(INFORMATION SHOWN Opens)
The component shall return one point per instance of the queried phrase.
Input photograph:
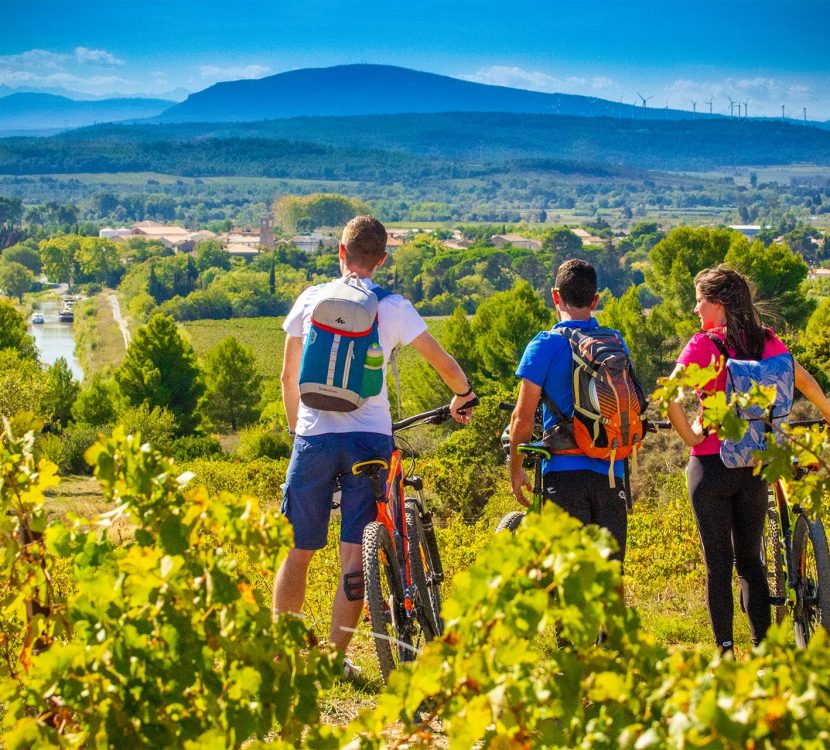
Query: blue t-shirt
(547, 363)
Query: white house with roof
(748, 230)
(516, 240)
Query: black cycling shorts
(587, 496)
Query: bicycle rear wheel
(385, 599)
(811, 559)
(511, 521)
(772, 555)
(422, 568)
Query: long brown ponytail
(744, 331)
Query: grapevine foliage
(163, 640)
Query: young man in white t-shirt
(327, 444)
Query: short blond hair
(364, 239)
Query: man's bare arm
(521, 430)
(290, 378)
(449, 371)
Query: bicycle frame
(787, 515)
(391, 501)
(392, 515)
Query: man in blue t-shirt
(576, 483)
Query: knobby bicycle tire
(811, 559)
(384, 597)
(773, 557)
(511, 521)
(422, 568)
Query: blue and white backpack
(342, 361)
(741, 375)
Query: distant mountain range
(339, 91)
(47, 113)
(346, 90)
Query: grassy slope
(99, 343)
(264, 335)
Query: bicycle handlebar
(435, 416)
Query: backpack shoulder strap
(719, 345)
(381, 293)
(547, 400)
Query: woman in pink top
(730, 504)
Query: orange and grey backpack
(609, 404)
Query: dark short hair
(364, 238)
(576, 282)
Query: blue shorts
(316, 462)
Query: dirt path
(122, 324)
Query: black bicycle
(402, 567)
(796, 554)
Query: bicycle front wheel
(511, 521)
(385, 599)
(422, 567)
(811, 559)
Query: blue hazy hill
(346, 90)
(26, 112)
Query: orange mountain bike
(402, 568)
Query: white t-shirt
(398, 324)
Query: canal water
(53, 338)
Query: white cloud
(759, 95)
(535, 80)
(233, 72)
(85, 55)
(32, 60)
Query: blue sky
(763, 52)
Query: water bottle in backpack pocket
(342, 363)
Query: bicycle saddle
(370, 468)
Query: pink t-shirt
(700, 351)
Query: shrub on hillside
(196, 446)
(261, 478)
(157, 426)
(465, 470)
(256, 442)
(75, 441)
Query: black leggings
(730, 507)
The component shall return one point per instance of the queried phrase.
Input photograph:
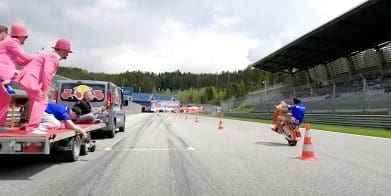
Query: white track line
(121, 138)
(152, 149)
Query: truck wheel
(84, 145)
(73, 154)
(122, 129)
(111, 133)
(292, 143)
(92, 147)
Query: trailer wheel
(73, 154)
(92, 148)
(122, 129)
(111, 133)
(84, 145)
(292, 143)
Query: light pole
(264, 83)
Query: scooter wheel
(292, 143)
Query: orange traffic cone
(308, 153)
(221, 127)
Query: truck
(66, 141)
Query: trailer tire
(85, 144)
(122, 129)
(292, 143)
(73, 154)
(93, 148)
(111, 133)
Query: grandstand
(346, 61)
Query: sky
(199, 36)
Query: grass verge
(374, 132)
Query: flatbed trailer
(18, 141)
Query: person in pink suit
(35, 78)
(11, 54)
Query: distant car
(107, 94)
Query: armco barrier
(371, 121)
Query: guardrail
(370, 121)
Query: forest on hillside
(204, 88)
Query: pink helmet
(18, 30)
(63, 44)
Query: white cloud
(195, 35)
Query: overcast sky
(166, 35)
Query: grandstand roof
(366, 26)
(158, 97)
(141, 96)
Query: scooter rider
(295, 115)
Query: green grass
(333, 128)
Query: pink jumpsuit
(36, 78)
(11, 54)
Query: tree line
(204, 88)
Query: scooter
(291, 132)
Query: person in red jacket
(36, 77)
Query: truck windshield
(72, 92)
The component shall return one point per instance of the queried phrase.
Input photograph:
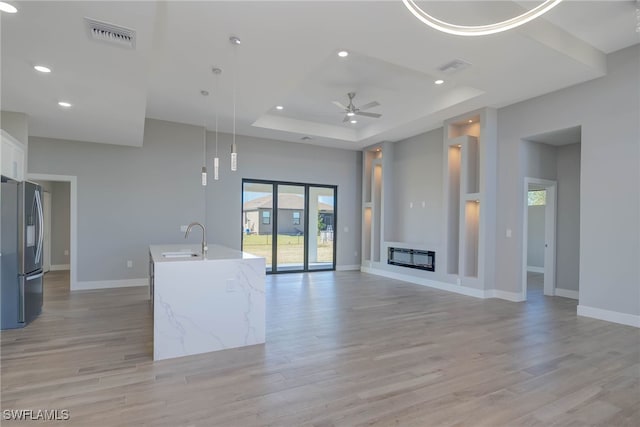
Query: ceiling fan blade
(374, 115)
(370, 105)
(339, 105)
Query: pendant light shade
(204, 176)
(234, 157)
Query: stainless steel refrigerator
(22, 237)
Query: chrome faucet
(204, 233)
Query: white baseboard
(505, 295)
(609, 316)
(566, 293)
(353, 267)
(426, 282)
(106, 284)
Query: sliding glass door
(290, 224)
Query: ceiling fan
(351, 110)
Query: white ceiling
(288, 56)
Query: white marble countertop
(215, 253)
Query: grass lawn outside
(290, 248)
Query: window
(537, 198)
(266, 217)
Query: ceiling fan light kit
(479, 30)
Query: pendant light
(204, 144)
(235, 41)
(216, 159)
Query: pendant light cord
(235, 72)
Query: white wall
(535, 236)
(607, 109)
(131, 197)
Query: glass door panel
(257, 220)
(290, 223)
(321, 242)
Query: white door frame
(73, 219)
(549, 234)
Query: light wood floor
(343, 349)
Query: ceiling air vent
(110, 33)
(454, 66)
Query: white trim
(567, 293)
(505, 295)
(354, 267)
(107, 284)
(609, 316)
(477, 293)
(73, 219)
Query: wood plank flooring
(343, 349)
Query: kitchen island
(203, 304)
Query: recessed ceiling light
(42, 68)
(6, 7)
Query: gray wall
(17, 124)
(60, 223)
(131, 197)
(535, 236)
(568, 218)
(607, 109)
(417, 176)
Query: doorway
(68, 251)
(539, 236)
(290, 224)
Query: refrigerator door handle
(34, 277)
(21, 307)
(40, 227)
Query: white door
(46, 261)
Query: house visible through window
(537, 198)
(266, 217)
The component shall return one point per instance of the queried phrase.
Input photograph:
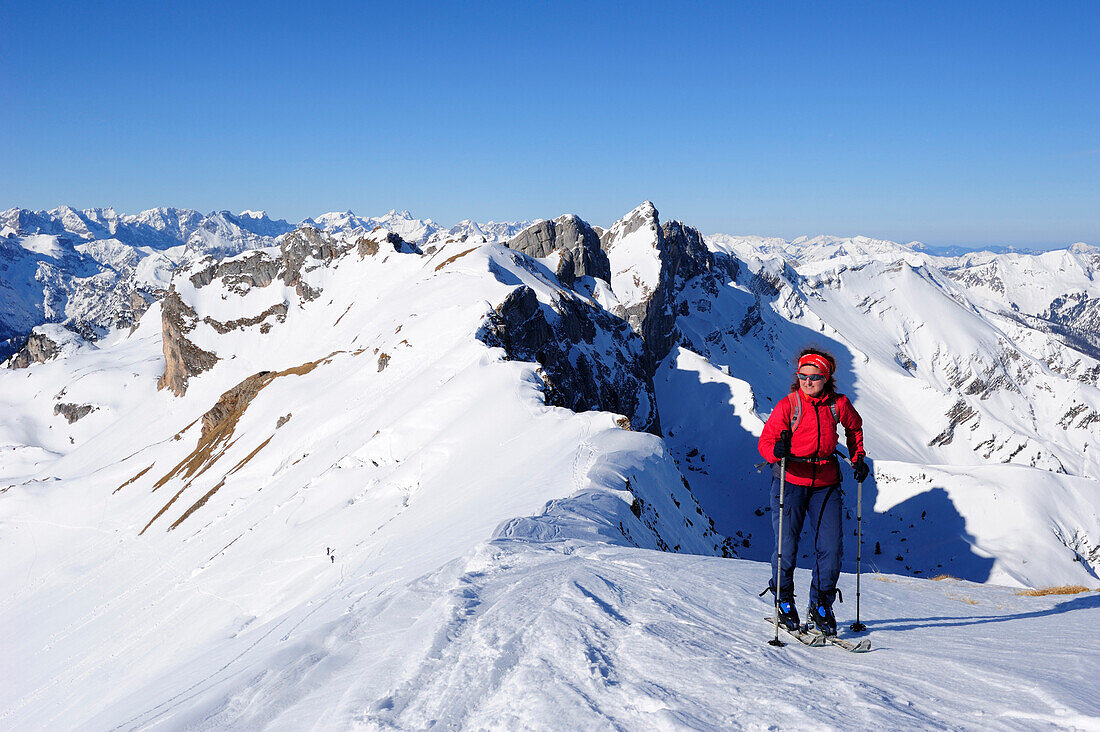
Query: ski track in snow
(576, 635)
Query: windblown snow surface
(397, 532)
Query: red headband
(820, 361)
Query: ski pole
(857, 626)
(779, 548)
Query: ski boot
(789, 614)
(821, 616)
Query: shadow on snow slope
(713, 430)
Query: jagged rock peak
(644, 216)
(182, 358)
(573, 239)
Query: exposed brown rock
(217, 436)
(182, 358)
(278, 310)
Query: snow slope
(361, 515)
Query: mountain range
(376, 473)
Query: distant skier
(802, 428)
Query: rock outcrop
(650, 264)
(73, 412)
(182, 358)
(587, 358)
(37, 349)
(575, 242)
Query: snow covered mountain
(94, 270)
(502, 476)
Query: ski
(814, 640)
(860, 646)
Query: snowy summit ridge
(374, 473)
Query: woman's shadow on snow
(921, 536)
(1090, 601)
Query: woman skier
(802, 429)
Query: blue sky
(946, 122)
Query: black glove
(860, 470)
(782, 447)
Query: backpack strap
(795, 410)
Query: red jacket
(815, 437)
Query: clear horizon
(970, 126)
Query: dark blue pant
(INFORMATION SHOWN Closes)
Keep the pictures out and transcribe the entries exactly.

■ **SOLVED EXERCISE**:
The component shall return one point per instance of the queried phrase.
Input photograph:
Query: blue t-shirt
(547, 363)
Query: white house with roof
(748, 230)
(516, 240)
Query: black cycling shorts
(587, 496)
Query: bicycle rear wheel
(385, 599)
(811, 559)
(511, 521)
(772, 555)
(422, 568)
Query: long brown ponytail
(744, 331)
Query: grapevine foliage
(163, 640)
Query: young man in white t-shirt
(327, 444)
Query: short blond hair
(364, 239)
Query: man's bare arm
(521, 430)
(290, 378)
(449, 371)
Query: bicycle frame
(787, 515)
(391, 501)
(392, 515)
Query: man in blue t-shirt
(576, 483)
Query: knobby bicycle tire
(811, 559)
(384, 597)
(773, 557)
(511, 521)
(422, 568)
Query: blue and white backpack
(342, 361)
(741, 375)
Query: distant mountain range
(339, 91)
(47, 113)
(346, 90)
Query: grassy slope
(99, 343)
(264, 335)
Query: bicycle handlebar
(435, 416)
Query: backpack shoulder strap
(719, 345)
(381, 293)
(547, 400)
Query: woman in pink top
(730, 504)
Query: orange and grey backpack
(609, 404)
Query: dark short hair
(364, 238)
(576, 282)
Query: blue shorts
(316, 462)
Query: dirt path
(122, 324)
Query: black bicycle
(402, 567)
(796, 554)
Query: bicycle front wheel
(511, 521)
(385, 599)
(422, 567)
(811, 559)
Query: blue hazy hill
(346, 90)
(26, 112)
Query: orange mountain bike
(402, 568)
Query: white t-shirt
(398, 324)
Query: canal water
(53, 338)
Query: white cloud
(759, 95)
(535, 80)
(233, 72)
(85, 55)
(32, 60)
Query: blue sky
(763, 52)
Query: water bottle in backpack pocket
(342, 363)
Query: bicycle saddle
(370, 468)
Query: pink t-shirt
(700, 351)
Query: shrub on hillside
(196, 446)
(261, 478)
(157, 426)
(465, 470)
(256, 442)
(75, 441)
Query: black leggings
(730, 507)
The component shall return one point per instance of the queried phrase.
Input photograph:
Query: white track line
(121, 138)
(152, 149)
Query: truck wheel
(84, 145)
(73, 154)
(122, 129)
(111, 133)
(292, 143)
(92, 147)
Query: trailer wheel
(73, 154)
(92, 148)
(122, 129)
(111, 133)
(84, 145)
(292, 143)
Query: light pole
(264, 83)
Query: scooter wheel
(292, 143)
Query: orange traffic cone
(308, 153)
(221, 127)
Query: truck
(66, 141)
Query: trailer tire
(85, 144)
(122, 129)
(292, 143)
(73, 154)
(93, 148)
(111, 133)
Query: grandstand
(346, 61)
Query: sky
(199, 36)
Query: grass verge
(374, 132)
Query: flatbed trailer
(18, 141)
Query: person in pink suit
(35, 78)
(11, 54)
Query: distant car
(107, 94)
Query: armco barrier
(371, 121)
Query: guardrail
(370, 121)
Query: forest on hillside
(204, 88)
Query: pink helmet
(18, 30)
(63, 44)
Query: white cloud
(195, 35)
Query: overcast sky
(166, 35)
Query: grandstand roof
(366, 26)
(158, 97)
(141, 96)
Query: scooter rider
(295, 115)
Query: green grass
(333, 128)
Query: pink jumpsuit
(36, 78)
(11, 54)
Query: tree line
(204, 88)
Query: scooter
(291, 132)
Query: person in red jacket
(36, 77)
Query: truck windshield
(72, 92)
The component shall return one point per instance of the queried phrase.
Input photograph:
Query: ceiling fan blade
(374, 115)
(370, 105)
(339, 105)
Query: pendant light shade
(204, 176)
(234, 157)
Query: stainless steel refrigerator
(22, 237)
Query: chrome faucet
(204, 233)
Query: white baseboard
(505, 295)
(609, 316)
(566, 293)
(353, 267)
(426, 282)
(106, 284)
Query: sliding glass door
(290, 224)
Query: ceiling fan
(351, 110)
Query: white ceiling
(288, 56)
Query: white marble countertop
(215, 253)
Query: grass lawn outside
(290, 248)
Query: window
(537, 198)
(266, 217)
Query: ceiling fan light kit
(479, 30)
Query: pendant light
(204, 144)
(235, 41)
(216, 159)
Query: pendant light cord
(235, 72)
Query: white wall
(535, 236)
(607, 109)
(131, 197)
Query: glass door panel
(257, 220)
(290, 223)
(321, 242)
Query: white door frame
(73, 219)
(549, 234)
Query: light wood floor
(343, 349)
Query: ceiling air vent
(110, 33)
(454, 66)
Query: white trim
(567, 293)
(505, 295)
(354, 267)
(107, 284)
(609, 316)
(477, 293)
(73, 219)
Query: wood plank flooring
(343, 349)
Query: kitchen island
(203, 304)
Query: recessed ceiling light
(42, 68)
(6, 7)
Query: gray wall
(17, 124)
(60, 223)
(131, 197)
(535, 236)
(568, 218)
(607, 109)
(417, 176)
Query: doorway
(68, 251)
(539, 236)
(290, 224)
Query: refrigerator door handle
(34, 277)
(21, 307)
(40, 227)
Query: white door
(46, 261)
Query: house visible through window
(537, 198)
(266, 217)
The component shall return one point per instance of the queried phrase.
Input photograph:
Query: ski track in snow
(576, 635)
Query: windblown snow surface
(397, 532)
Query: red headband
(820, 361)
Query: ski pole
(857, 626)
(779, 548)
Query: ski boot
(789, 614)
(821, 616)
Query: shadow on snow slope
(713, 430)
Query: jagged rock peak
(644, 216)
(182, 358)
(573, 239)
Query: exposed brown rock
(217, 436)
(182, 358)
(278, 310)
Query: snow slope
(361, 515)
Query: mountain range
(376, 473)
Query: distant skier
(802, 428)
Query: rock outcrop
(650, 264)
(73, 412)
(182, 358)
(587, 358)
(37, 349)
(575, 242)
Query: snow covered mountain
(94, 270)
(502, 476)
Query: ski
(814, 640)
(860, 646)
Query: snowy summit ridge
(374, 473)
Query: woman's shadow on snow
(921, 536)
(1090, 601)
Query: woman skier
(802, 429)
Query: blue sky
(946, 122)
Query: black glove
(860, 470)
(782, 447)
Query: backpack strap
(795, 410)
Query: red jacket
(815, 437)
Query: clear horizon
(970, 126)
Query: dark blue pant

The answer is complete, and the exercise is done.